# Exercise goal:
Search the records below for "Target"; copy each line that has it.

═════ Provided entries

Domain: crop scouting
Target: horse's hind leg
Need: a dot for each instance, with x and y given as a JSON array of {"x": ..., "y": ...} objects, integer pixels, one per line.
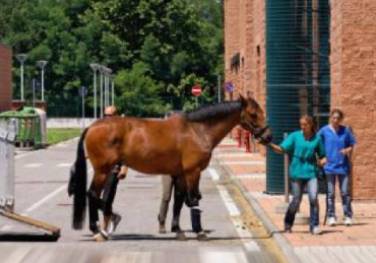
[{"x": 95, "y": 202}]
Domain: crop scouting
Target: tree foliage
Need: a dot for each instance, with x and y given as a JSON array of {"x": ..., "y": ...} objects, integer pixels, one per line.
[{"x": 157, "y": 48}]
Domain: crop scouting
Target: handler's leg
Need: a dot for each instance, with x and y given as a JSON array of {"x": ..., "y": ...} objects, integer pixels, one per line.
[{"x": 297, "y": 191}]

══════════

# Answer for the task:
Target: horse's hind leg
Target: tree foliage
Target: handler's leg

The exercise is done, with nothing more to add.